Tłumy na szkolnych korytarzach, nauczyciele rozkładają ręce. "Pochodzimy do szkoły do 15 września"

Sandra Skorupa
Szkolne korytarze po 6 miesiącach znów się zapełniły. Nie ma już pustki, jest hałas i tłok, a w naszej świadomości kolejne setki potwierdzonych zakażeń koronawirusem. Choć wielu rodziców, uczniów i nauczycieli z powrotu jest zadowolona, pojawia się jednak sporo obaw. Czy szkoły są dobrze przygotowane i czy za chwilę nie zostaną zamknięte? Zapytaliśmy nauczycieli, z czym zostawił ich MEN 1 września.
Rozpoczęcie roku szkolnego 2020/2021 - apel 1 września Fot. Tomasz Stańczak / Agencja Gazeta [zdjęcie ilustracyjne[

Rozpoczęcie roku szkolnego 2020/2021— nauczyciele o powrocie

Powrót do szkół 1 września budził przez całe wakacje wiele kontrowersji. Rodzice i nauczyciele podzielili się na zwolenników i przeciwników nauki stacjonarnej. Nie do końca było wiadomo, czy szkoły rzeczywiście ruszą, a przynajmniej czy na pewno wszystkie.

Większość jednak mogła zorganizować apel na rozpoczęcie roku szkolnego 2020/2021. Choć nie obyło się bez komplikacji.

W kilku szkołach rozpoczęcie roku szkolnego odwołano na kilkanaście, a nawet kilka godzin przed wydarzeniem. W poniedziałek taką informację dostali uczniowie w Kiełpinie (woj. pomorskie), a wieczorem, gdy wszyscy przygotowywali galowe stroje na uroczystość, o odwołaniu apelu dowiedziały się dzieci z Bożejowic (woj. dolnośląskie) oraz w Biskupca (woj. kujawsko-pomorskie). Nic więc dziwnego, że zdania nauczycieli dotyczące powrotu są podzielone. W jednej ze szkół z Opolszczyzny dydaktycy uważają, że powrót do nauki stacjonarnej nie potrwa długo.

-*-

### Zadanie A
Po ilu miesiącach szkolne korytarze znów się zapełniły według tekstu o powrocie do szkół?
### Zadanie B
Wyjaśnij na podstawie tekstu o powrocie do szkół, dlaczego nie dziwi, że zdania nauczycieli dotyczące powrotu są podzielone.

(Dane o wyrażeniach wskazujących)
-*-

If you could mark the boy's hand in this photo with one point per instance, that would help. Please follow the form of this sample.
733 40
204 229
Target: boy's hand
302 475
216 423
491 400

-*-

### Odpowiedź A
Po 6 miesiącach.

### Odpowiedź B
W kilku szkołach odwołano rozpoczęcie roku szkolnego na kilkanaście, a nawet kilka godzin przed wydarzeniem. Stało się tak w Kiełpinie, Bożejowicach i Biskupcu. Dlatego nie dziwi, że nauczyciele różnie oceniają powrót.